• [WORK ITEM]: Restate the records that follow word for word. Omit the images.

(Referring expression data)

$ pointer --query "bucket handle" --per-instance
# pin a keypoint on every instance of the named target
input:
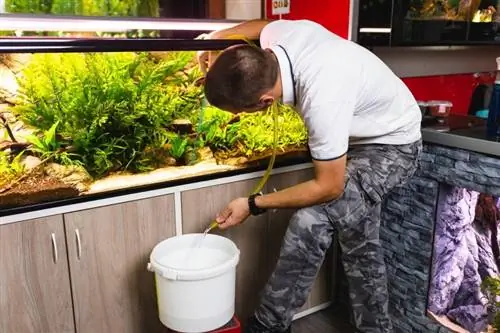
(165, 273)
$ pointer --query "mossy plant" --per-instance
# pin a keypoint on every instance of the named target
(114, 112)
(10, 168)
(147, 8)
(491, 288)
(111, 108)
(251, 133)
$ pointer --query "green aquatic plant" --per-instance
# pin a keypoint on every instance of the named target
(491, 288)
(10, 168)
(252, 133)
(148, 8)
(28, 6)
(177, 147)
(113, 109)
(47, 146)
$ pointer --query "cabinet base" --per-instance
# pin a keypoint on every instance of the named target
(232, 326)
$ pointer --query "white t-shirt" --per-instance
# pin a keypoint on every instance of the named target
(345, 94)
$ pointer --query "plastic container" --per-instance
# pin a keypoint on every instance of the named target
(493, 122)
(439, 109)
(195, 281)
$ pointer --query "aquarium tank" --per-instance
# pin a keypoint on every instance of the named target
(86, 117)
(458, 21)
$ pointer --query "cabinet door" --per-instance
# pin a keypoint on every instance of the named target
(35, 294)
(278, 222)
(108, 251)
(199, 208)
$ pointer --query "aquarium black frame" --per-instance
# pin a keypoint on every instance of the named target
(86, 45)
(390, 29)
(285, 162)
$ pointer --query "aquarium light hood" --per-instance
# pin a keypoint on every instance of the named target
(9, 22)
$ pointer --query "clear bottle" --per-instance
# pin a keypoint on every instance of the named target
(493, 123)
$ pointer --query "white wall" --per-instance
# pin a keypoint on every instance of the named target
(243, 9)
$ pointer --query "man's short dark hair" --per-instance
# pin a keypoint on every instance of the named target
(239, 77)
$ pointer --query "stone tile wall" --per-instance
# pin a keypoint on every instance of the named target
(408, 218)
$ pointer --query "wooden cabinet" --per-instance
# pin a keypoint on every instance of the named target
(35, 294)
(108, 252)
(278, 222)
(259, 238)
(85, 272)
(200, 206)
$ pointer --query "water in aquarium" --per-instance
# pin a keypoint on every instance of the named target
(454, 10)
(74, 124)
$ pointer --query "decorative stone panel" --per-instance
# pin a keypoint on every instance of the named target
(407, 230)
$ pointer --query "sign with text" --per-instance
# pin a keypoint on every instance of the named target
(281, 7)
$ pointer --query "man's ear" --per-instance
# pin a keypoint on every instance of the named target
(200, 82)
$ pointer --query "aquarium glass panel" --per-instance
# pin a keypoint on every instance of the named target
(215, 9)
(465, 279)
(79, 124)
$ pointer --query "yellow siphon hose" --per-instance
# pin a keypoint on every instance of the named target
(273, 108)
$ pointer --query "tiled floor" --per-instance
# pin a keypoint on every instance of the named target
(331, 320)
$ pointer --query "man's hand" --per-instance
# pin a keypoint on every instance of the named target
(235, 213)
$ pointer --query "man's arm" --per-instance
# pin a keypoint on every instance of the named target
(327, 185)
(250, 29)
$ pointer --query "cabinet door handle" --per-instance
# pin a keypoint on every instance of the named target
(55, 254)
(78, 244)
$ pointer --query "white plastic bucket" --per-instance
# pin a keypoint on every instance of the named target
(195, 281)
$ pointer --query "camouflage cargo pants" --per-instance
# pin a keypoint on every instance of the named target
(372, 171)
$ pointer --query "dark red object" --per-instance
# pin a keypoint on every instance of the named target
(232, 327)
(332, 14)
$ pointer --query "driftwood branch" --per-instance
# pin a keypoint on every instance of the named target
(24, 176)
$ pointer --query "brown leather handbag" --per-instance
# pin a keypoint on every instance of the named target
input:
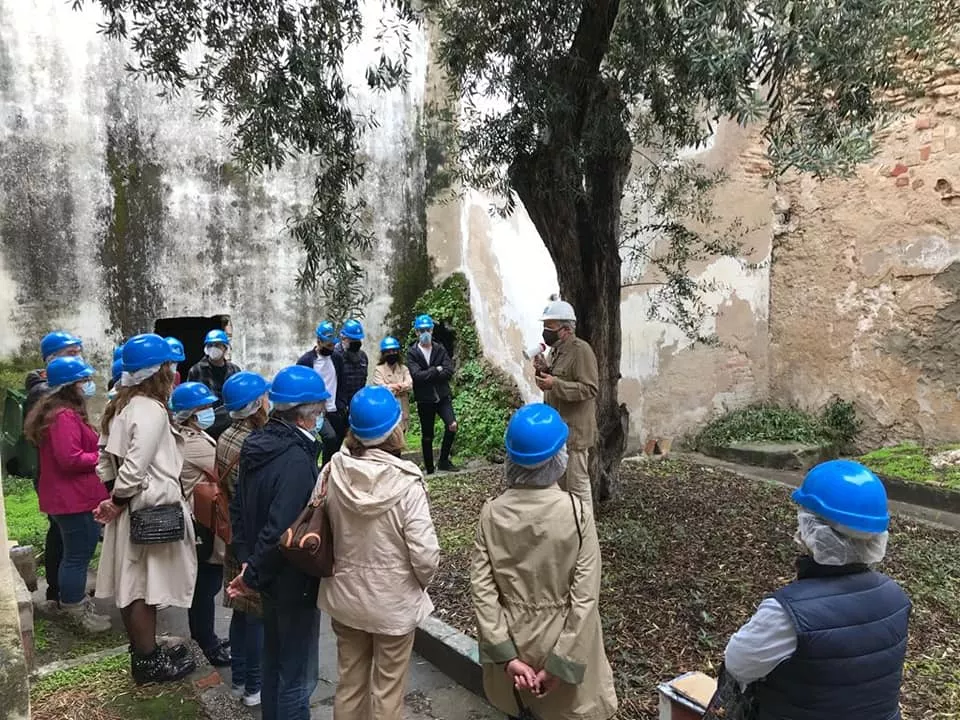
(308, 543)
(211, 507)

• [ANSWER BELOW]:
$ pointer --query "bucket handle" --per-instance
# pin a keypoint on every instance of the named target
input:
(165, 273)
$ pointer --query "mossy plant" --per-instance
# pin a keypoint on every instance of the named target
(114, 112)
(10, 168)
(147, 8)
(491, 288)
(111, 108)
(251, 133)
$ pointer --query "green aquatic plant" --per-instance
# pin a keypoint on every instance of the named target
(491, 288)
(10, 168)
(252, 133)
(148, 8)
(28, 6)
(177, 147)
(113, 109)
(47, 146)
$ pointer --query "cabinet base" --per-instance
# pin a keypoint on every instance of the named target
(232, 326)
$ pointer --query "white t-shirt" --per-instance
# pin a keypoint on every instance of the named target
(345, 94)
$ pointer --query "plastic container" --per-instance
# pin a keypoint on every instance of the named target
(493, 122)
(439, 109)
(195, 281)
$ pointer --query "aquarium tank" --per-instance
# pin a keypoint on every instance of the named target
(86, 117)
(458, 21)
$ pointer --query "cabinet door" --per-instance
# pin a keypoint on every instance of the named target
(35, 294)
(278, 222)
(108, 251)
(199, 208)
$ pointer --query "aquarium black frame" --per-instance
# pin a keypoint on every instance of the named target
(86, 45)
(390, 29)
(285, 162)
$ pointer --query "aquarium light hood" --per-instance
# pin a keypoint on every instance of the named target
(9, 22)
$ pointer --query "clear bottle" --per-instance
# pin a keypoint on every instance of the named target
(493, 123)
$ pointer --query "white wall" --per-instance
# pin a keypoint on every instance of the named target
(243, 9)
$ pointer --query "man's short dark hair" --per-instance
# pin a keypoint on every instance of the named target
(239, 77)
$ pointer --query "stone tile wall" --per-instance
# pin a keypoint on every instance of the named target
(408, 218)
$ pointer --query "wooden cabinet" --per-instance
# pin a keypoint on every instance of the named target
(35, 294)
(108, 252)
(278, 222)
(259, 238)
(85, 272)
(200, 206)
$ pointer --query "water in aquarium" --per-instance
# pin a keypoint on every instance of the named target
(454, 10)
(74, 124)
$ pointer --query "decorative stone panel" --per-instance
# pin a keypoint on every instance of the named target
(407, 230)
$ pointer --query "sign with text" --per-instance
# pin a keypoint on every instance of the named target
(281, 7)
$ pointer --query "man's ear" --per-instance
# pin a keypoint on every instance of the named target
(200, 82)
$ pointer --query "aquarium glass panel" --per-instance
# pin a keypoint on every instance of the named target
(215, 9)
(465, 279)
(79, 124)
$ pointer --query "yellow siphon hose" --per-instance
# pin a keypoint on every instance of the named target
(273, 108)
$ pointer --query "tiled floor" --per-instance
# pin a keypoint on every instance of the named target
(331, 320)
$ pointer --query "man's hand" --per-instance
# pin a keypoint on every instance of the named target
(235, 213)
$ pointer --query "man's arm" --per-instance
# pin a keypoint on every instance of the named target
(327, 185)
(250, 29)
$ pointer --query "cabinet door handle" --per-instance
# pin a keypoint on every instance of the named target
(55, 254)
(78, 244)
$ pointer --query "white plastic bucket" --per-instance
# pin a keypoint on every instance of the named target
(195, 281)
$ pointer --query "camouflage cargo pants" --per-instance
# pin a keypoint on every instance of the named target
(372, 171)
$ pointer --query "dark red object" --per-instance
# pin a keypoint on every instance of the named target
(232, 327)
(332, 14)
$ pointer --query "driftwood branch" --per-instance
# pin a keypoint on every instance of the named target
(24, 176)
$ pointer --query "brown leather handbag" --per-instance
# pin a keypoint on every instance of the named target
input:
(308, 543)
(211, 507)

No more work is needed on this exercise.